Thursday, April 16, 2015

Parashat Shemini and AJWS

During my January semester break, I spent a little over a week traveling through El Salvador and Nicaragua with American Jewish World Service, as part of my Global Justice Fellowship for Rabbinic and Graduate Students. We met with several grassroots non-profit, non-governmental organizations that AJWS partners with in the collective global effort to promote human rights and equality everywhere. Our fellowship is particularly focused on AJWS’s “We Believe” campaign, fighting for the rights of women, girls, and LGBTI folks around the world, so all the groups we met with work in those particular demographics. We met with some amazing, empowered, inspiring people: the women of Flor de Piedra, a sex workers’ rights organization in El Salvador; COMCAVIS Trans and ANIT, trans* women’s rights groups in El Salvador and Nicaragua, respectively; FESPAD, a “strategic ally” in El Salvador (that is, not grassroots, but a large-scale non-profit organization that works as a parent to smaller groups like COMCAVIS, representing their needs to international governmental bodies); Estrellas del Gulfo, an LGBTI group in rural El Salvador; Groupo Safo, a group that organizes particularly for lesbians in Nicaragua, but works with other local LGBTI groups; and Gaviota, an organization that advocates for the rights and safety of indigenous women in the autonomous region of Nicaragua.
The thing that most struck me throughout our travels was the warm welcomes we received. Particularly in El Salvador, every group greeted us with a welcome to “our home”. There was a sense of love and solidarity in the connections we were making that was so heartwarming. These groups are fighting for their rights, in some cases fighting for their lives. They are doing incredibly important work on the ground to improve their own lives and communities, to change laws in their own countries, and to gain access to the basic healthcare and safety that we all take for granted. Yet, they welcomed us, outsiders who do not have to share in their personal struggles, as partners. They embraced us, not as beneficiaries or interlopers, but as equals in the fight for freedom of all people.

Complete the following:
(a) Please repeat the stretch of the AJWS trip post from "The thing that" through "of all people." word for word.
(b) According to the AJWS trip post, which organization advocates for the rights and safety of indigenous women in the autonomous region of Nicaragua?

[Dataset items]
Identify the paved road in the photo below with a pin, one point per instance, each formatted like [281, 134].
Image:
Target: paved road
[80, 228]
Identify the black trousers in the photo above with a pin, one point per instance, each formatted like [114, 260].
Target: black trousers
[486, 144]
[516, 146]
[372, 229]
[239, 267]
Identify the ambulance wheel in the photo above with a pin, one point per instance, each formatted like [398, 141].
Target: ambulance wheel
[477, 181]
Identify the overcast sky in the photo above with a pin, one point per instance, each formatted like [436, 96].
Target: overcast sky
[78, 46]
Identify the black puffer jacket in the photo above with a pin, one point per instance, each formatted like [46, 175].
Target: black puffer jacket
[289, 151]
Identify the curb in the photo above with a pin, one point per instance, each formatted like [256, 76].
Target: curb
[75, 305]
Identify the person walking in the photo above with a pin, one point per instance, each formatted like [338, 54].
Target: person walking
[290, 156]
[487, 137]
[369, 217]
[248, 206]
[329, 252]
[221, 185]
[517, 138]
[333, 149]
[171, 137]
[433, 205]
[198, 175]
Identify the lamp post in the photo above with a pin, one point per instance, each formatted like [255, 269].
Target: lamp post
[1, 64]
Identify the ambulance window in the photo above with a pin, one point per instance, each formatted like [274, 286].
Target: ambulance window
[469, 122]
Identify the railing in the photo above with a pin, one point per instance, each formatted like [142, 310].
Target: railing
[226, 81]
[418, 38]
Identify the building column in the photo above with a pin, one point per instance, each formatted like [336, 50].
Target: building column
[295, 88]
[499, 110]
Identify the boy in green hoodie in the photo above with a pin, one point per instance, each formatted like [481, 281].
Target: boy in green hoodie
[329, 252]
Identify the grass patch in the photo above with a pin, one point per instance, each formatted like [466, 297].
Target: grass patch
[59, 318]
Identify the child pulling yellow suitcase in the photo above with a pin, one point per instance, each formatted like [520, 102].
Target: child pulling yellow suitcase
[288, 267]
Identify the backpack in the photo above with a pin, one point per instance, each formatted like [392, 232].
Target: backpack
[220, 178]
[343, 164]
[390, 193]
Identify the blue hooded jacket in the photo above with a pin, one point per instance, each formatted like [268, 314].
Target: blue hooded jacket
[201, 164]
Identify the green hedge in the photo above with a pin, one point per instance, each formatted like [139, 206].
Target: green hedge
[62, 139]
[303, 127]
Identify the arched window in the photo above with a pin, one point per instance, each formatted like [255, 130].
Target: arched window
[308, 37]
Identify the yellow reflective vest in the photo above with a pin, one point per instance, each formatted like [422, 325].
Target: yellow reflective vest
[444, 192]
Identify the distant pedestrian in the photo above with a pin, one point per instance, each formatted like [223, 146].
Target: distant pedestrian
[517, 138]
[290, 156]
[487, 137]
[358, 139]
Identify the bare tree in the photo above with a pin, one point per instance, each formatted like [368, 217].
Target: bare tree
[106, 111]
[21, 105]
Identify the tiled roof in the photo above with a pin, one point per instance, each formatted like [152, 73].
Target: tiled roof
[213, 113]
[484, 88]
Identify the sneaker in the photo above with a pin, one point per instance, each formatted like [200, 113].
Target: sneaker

Written answers:
(a)
The thing that most struck me throughout our travels was the warm welcomes we received. Particularly in El Salvador, every group greeted us with a welcome to “our home”. There was a sense of love and solidarity in the connections we were making that was so heartwarming. These groups are fighting for their rights, in some cases fighting for their lives. They are doing incredibly important work on the ground to improve their own lives and communities, to change laws in their own countries, and to gain access to the basic healthcare and safety that we all take for granted. Yet, they welcomed us, outsiders who do not have to share in their personal struggles, as partners. They embraced us, not as beneficiaries or interlopers, but as equals in the fight for freedom of all people.

(b) Gaviota